Given task
Please format the data from its start through the line holding "pixel 471 680", inclusive, as a JSON list of strings, one string per line, skipping blank lines. Leave the pictures out of the list.

Task input
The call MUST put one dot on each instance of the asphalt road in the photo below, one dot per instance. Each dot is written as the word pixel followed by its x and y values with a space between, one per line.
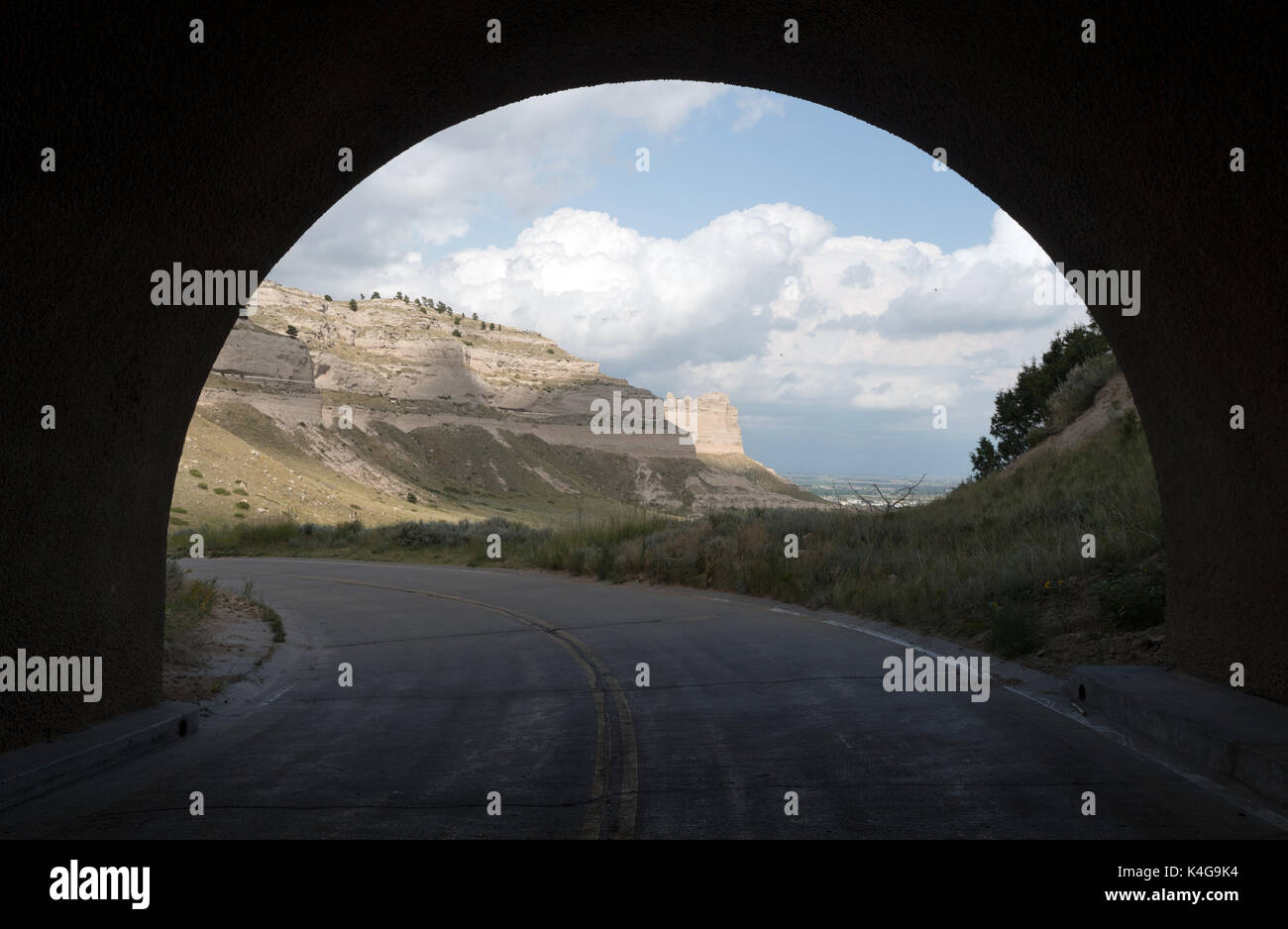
pixel 471 680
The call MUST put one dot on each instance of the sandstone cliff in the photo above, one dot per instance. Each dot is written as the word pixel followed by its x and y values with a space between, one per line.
pixel 450 414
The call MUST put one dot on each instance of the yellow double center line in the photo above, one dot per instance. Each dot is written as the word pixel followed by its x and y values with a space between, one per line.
pixel 601 682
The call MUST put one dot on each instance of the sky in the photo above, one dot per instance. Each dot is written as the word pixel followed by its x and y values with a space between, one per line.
pixel 814 267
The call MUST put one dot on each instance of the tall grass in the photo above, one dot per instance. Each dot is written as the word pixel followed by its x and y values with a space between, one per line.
pixel 974 560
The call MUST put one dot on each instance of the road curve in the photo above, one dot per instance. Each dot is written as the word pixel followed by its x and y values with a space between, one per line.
pixel 520 686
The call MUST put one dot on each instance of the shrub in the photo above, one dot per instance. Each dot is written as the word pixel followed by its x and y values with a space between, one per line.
pixel 1019 409
pixel 1132 600
pixel 1078 388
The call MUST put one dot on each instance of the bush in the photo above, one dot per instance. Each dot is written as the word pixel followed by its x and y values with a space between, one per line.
pixel 1078 388
pixel 1024 407
pixel 1132 600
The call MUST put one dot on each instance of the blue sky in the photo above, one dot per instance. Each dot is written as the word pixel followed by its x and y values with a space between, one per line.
pixel 814 267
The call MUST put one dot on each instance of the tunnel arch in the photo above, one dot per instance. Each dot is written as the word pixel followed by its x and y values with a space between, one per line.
pixel 1112 155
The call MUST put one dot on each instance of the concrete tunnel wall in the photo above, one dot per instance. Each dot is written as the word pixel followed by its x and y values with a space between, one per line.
pixel 220 155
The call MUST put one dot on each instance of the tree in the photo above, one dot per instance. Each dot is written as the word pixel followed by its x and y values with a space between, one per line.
pixel 1024 407
pixel 898 498
pixel 984 460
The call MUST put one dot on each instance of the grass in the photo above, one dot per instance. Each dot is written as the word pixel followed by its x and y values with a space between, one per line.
pixel 980 562
pixel 267 613
pixel 187 606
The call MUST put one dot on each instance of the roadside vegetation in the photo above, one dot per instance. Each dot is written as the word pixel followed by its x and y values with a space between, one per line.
pixel 1000 563
pixel 997 562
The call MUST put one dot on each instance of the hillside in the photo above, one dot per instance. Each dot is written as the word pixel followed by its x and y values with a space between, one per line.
pixel 451 418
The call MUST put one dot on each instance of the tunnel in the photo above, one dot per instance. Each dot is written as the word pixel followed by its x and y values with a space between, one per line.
pixel 1116 154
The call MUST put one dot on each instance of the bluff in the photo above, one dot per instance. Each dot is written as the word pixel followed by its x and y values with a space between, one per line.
pixel 394 411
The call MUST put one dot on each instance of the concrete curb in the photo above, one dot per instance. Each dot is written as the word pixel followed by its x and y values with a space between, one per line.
pixel 39 769
pixel 1233 734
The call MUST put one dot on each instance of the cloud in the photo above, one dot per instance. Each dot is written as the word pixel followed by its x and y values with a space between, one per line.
pixel 857 275
pixel 755 104
pixel 711 312
pixel 524 158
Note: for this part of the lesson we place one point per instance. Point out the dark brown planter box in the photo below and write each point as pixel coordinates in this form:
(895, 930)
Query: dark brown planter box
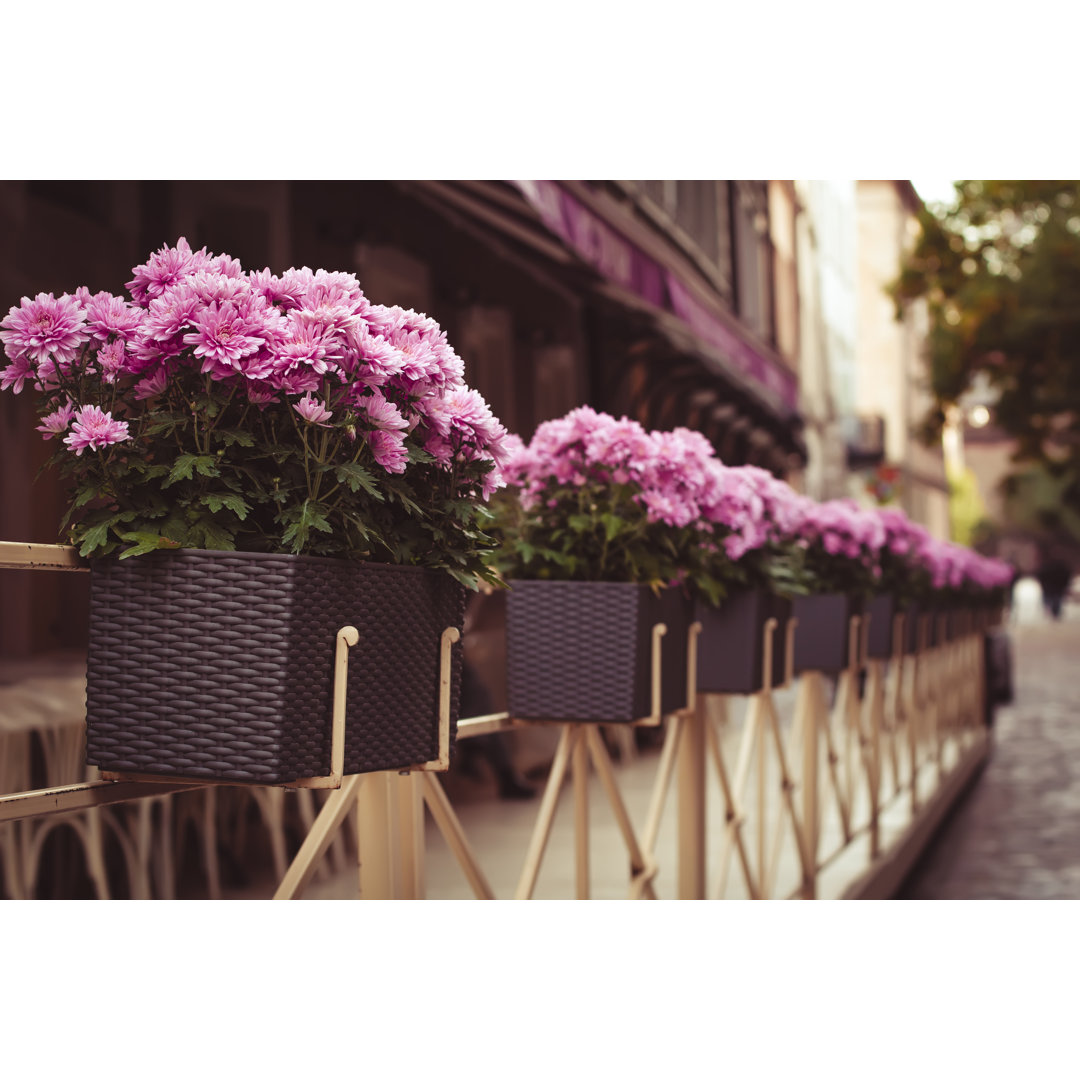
(731, 646)
(912, 615)
(582, 650)
(879, 643)
(822, 636)
(220, 664)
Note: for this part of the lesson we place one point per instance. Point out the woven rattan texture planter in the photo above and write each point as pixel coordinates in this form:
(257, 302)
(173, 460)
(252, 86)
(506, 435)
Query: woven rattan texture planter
(822, 638)
(582, 650)
(880, 610)
(731, 646)
(219, 664)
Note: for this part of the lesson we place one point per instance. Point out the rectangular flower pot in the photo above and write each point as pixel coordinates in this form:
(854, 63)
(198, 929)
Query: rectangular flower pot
(880, 610)
(731, 646)
(912, 615)
(582, 650)
(220, 664)
(822, 635)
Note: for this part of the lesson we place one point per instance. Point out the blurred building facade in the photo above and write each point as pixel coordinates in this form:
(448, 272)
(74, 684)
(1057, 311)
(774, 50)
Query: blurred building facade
(674, 301)
(891, 386)
(827, 300)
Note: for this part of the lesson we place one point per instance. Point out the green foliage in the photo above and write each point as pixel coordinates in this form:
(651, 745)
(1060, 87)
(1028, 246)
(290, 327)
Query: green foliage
(1000, 275)
(597, 531)
(205, 470)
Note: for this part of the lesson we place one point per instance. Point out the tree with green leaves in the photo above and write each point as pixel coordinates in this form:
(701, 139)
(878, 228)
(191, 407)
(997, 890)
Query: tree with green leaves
(1000, 273)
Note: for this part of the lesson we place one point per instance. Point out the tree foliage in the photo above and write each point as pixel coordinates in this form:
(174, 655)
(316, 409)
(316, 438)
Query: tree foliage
(1000, 273)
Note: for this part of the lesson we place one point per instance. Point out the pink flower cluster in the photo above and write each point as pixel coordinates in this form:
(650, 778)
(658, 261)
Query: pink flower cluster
(743, 508)
(845, 528)
(952, 566)
(308, 338)
(753, 507)
(672, 469)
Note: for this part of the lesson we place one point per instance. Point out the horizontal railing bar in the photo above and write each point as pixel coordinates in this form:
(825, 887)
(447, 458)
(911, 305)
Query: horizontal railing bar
(96, 793)
(40, 556)
(484, 725)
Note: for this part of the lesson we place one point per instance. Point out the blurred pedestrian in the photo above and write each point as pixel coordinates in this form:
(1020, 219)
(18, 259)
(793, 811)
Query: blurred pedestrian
(1054, 577)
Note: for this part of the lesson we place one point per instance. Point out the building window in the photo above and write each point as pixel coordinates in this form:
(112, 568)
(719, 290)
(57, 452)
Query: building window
(753, 256)
(696, 215)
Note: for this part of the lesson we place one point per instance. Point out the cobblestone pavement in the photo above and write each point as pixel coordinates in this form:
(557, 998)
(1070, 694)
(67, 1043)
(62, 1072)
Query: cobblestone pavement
(1016, 835)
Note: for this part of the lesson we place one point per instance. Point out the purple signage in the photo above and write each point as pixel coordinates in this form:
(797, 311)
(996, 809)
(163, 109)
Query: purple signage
(623, 262)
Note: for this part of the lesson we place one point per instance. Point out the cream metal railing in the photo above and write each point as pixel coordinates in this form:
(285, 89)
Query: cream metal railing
(895, 755)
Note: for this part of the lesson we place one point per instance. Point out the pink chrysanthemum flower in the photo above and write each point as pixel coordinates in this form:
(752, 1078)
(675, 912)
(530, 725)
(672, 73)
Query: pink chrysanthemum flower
(299, 358)
(152, 385)
(56, 423)
(109, 316)
(223, 335)
(312, 410)
(379, 413)
(112, 360)
(16, 373)
(285, 292)
(93, 429)
(44, 327)
(166, 267)
(388, 448)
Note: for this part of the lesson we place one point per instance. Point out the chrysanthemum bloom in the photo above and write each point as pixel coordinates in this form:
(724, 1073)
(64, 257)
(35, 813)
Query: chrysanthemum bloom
(388, 448)
(312, 410)
(110, 316)
(16, 373)
(94, 429)
(379, 413)
(44, 327)
(112, 360)
(152, 385)
(285, 292)
(164, 268)
(56, 423)
(223, 336)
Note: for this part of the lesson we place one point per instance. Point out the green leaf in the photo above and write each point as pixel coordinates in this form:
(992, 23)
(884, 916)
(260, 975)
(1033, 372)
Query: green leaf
(95, 537)
(418, 455)
(183, 469)
(234, 436)
(143, 542)
(612, 525)
(233, 502)
(356, 476)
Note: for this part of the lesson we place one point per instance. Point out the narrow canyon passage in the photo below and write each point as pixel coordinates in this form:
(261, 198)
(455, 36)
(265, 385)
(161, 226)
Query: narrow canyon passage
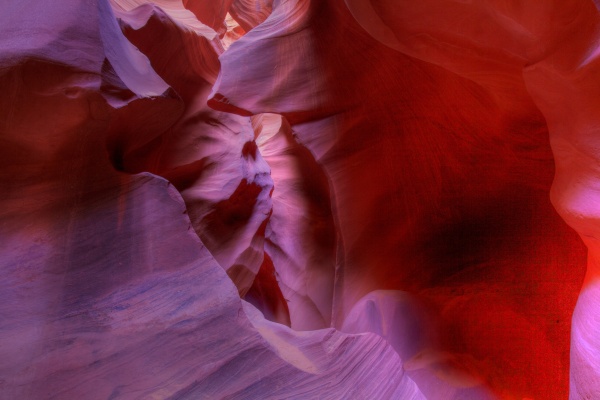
(299, 199)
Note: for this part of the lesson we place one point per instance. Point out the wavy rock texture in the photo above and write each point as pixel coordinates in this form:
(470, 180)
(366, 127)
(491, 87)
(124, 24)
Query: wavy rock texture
(296, 199)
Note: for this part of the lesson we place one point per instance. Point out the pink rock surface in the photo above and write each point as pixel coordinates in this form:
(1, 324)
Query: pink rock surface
(254, 199)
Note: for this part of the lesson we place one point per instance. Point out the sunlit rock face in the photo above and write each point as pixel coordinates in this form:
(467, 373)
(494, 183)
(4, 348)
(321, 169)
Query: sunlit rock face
(299, 199)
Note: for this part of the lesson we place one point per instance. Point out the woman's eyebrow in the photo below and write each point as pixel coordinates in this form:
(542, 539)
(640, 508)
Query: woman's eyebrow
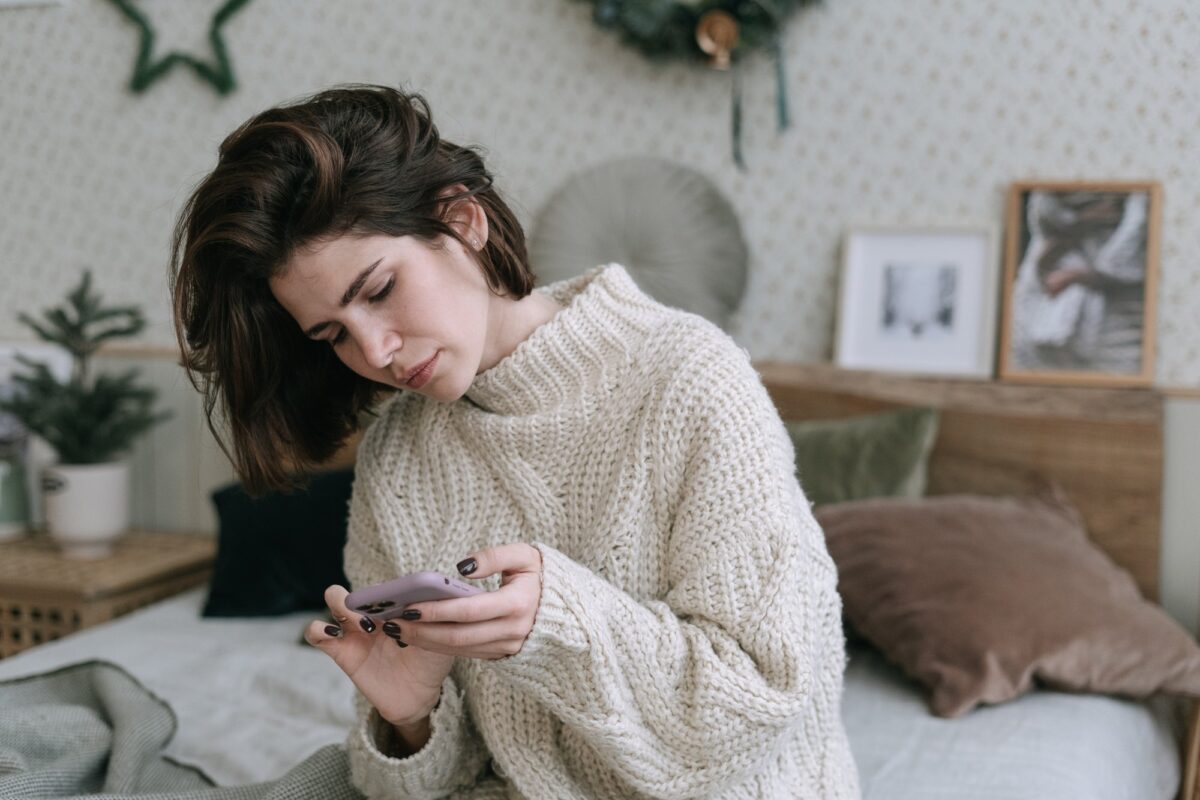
(354, 288)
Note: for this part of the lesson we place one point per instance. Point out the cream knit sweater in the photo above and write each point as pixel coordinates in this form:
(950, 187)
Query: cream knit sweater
(688, 642)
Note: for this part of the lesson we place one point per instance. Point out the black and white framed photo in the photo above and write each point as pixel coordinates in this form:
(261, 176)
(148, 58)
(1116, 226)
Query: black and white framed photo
(1080, 276)
(919, 301)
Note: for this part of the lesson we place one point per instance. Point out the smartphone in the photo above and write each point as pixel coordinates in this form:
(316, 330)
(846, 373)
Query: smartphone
(387, 600)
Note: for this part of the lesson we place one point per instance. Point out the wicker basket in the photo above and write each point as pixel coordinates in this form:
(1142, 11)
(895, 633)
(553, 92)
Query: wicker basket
(45, 596)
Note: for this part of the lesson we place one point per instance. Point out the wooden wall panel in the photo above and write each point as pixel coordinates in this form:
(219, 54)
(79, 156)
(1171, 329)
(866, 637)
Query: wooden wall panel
(1103, 446)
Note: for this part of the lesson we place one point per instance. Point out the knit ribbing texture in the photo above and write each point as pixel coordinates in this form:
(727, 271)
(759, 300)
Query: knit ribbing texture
(688, 642)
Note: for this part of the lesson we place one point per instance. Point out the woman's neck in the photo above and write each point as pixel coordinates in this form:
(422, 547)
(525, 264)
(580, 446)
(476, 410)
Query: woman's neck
(513, 322)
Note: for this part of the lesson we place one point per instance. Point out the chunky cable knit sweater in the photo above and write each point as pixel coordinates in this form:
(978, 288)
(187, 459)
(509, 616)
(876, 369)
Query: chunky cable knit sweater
(688, 641)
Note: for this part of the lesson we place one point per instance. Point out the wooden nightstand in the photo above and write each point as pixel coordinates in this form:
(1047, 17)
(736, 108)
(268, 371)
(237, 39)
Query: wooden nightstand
(45, 596)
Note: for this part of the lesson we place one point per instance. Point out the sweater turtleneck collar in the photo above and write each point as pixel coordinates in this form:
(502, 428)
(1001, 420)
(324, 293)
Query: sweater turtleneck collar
(601, 326)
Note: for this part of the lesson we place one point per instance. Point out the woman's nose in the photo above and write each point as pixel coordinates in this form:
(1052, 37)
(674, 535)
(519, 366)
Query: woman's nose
(379, 348)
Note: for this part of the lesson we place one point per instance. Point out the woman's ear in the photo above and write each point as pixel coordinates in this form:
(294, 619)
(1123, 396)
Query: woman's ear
(466, 216)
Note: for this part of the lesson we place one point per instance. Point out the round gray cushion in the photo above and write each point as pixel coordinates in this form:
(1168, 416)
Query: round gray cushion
(667, 224)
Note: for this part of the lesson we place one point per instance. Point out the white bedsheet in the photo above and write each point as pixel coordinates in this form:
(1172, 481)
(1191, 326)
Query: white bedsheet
(1043, 746)
(252, 703)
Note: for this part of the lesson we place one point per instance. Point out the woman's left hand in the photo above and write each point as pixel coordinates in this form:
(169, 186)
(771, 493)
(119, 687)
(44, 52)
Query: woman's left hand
(489, 625)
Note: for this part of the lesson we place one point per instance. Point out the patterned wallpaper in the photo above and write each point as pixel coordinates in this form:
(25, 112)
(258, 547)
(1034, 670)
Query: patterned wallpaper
(904, 113)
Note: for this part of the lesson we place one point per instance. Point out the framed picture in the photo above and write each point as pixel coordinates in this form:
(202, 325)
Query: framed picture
(919, 301)
(1080, 283)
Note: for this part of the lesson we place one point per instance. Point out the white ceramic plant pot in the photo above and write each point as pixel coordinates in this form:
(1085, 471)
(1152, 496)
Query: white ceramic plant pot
(87, 506)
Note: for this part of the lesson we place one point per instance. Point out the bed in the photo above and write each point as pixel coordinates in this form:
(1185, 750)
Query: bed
(1104, 446)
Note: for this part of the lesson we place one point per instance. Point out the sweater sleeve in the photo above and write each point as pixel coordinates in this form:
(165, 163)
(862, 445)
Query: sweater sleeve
(454, 757)
(691, 692)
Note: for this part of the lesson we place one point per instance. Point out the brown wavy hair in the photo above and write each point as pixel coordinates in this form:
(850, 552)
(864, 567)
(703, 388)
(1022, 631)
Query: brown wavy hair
(352, 160)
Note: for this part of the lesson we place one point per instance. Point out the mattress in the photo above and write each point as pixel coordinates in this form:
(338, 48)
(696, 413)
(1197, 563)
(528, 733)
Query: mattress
(252, 702)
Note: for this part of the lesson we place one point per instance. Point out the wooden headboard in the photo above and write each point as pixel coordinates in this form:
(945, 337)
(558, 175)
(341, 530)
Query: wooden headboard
(1103, 446)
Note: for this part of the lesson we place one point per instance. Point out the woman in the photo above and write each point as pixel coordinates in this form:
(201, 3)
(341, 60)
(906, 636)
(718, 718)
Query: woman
(663, 619)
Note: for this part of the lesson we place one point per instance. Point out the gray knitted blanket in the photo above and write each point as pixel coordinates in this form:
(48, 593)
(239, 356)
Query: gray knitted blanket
(93, 731)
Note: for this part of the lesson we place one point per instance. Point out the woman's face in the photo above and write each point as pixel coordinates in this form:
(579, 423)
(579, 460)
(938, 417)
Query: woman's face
(388, 305)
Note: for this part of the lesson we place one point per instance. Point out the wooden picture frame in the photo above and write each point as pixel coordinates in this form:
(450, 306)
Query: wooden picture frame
(1080, 283)
(918, 300)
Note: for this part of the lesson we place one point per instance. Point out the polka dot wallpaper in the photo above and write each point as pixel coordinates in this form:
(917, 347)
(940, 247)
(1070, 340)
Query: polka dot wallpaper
(904, 113)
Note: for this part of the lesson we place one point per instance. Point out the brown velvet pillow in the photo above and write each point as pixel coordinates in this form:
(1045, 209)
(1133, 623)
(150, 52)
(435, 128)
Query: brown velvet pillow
(977, 597)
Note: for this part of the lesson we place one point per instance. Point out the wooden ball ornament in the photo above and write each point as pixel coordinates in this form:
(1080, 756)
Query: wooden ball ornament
(717, 34)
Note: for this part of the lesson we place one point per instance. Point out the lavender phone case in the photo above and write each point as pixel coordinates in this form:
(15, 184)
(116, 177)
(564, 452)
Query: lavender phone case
(388, 600)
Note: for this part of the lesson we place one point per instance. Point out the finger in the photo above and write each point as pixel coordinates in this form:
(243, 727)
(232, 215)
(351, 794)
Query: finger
(323, 635)
(335, 599)
(478, 608)
(508, 559)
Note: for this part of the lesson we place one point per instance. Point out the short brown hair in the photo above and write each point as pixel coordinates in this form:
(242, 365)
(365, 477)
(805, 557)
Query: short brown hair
(352, 160)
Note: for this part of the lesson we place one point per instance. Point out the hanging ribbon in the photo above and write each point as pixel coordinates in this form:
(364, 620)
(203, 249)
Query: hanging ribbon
(736, 115)
(780, 83)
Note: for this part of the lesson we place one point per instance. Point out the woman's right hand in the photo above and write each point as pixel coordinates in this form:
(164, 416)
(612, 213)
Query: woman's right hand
(403, 684)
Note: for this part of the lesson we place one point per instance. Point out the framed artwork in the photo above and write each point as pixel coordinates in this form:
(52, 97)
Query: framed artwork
(1080, 283)
(921, 301)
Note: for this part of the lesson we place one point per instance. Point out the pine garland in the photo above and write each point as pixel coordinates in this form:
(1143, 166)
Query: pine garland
(666, 29)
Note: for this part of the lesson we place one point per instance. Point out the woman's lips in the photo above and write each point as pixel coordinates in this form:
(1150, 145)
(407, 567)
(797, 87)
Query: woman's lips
(424, 373)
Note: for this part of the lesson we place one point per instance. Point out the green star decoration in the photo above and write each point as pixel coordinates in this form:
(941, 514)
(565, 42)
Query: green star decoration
(145, 72)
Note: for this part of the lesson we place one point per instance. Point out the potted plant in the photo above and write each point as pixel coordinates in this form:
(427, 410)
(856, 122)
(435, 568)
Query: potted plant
(90, 421)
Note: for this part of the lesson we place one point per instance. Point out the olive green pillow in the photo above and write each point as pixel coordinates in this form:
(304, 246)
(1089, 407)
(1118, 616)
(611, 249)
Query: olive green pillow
(867, 456)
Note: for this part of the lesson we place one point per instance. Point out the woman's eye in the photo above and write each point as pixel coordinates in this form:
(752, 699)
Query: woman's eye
(383, 293)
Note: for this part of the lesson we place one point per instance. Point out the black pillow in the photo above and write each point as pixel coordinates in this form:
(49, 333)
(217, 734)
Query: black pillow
(276, 554)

Exercise output
[
  "The call MUST put one dot on each instance of the asphalt road in the photo below, one dot per instance. Each dot is written as the word pixel followed by its x and y values with a space between, one per line.",
  "pixel 471 680"
]